┌──
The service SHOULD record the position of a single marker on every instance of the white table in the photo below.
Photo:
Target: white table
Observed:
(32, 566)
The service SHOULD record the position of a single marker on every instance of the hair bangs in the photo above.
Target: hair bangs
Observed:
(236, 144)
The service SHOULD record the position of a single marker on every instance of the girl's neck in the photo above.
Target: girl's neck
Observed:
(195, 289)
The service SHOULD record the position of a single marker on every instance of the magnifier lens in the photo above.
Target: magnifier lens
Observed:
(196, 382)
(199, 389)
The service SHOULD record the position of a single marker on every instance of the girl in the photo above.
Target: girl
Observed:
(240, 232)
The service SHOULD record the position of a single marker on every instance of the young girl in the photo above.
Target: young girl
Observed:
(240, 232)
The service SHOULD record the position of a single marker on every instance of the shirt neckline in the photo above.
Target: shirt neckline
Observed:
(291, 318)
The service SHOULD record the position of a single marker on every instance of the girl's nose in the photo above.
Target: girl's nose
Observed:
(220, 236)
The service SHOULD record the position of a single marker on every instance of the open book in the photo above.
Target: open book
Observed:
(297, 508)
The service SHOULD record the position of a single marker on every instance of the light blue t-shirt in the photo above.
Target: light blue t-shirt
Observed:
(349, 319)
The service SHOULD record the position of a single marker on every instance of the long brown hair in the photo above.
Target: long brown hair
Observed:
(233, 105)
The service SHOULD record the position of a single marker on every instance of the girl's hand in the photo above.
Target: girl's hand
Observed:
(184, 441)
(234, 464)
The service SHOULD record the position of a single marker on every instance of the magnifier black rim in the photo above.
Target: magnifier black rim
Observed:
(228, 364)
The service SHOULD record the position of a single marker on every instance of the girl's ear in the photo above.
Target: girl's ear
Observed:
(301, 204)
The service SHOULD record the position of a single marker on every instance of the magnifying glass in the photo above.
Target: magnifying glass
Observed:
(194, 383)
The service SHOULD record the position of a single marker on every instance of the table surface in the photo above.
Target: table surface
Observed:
└──
**What is expected**
Out of the material above, select every line that holds the string "black".

**Answer to the exercise**
The service SHOULD record the position of a single marker on every instance of the magnifier black rim in the photo above.
Target: magnifier black rim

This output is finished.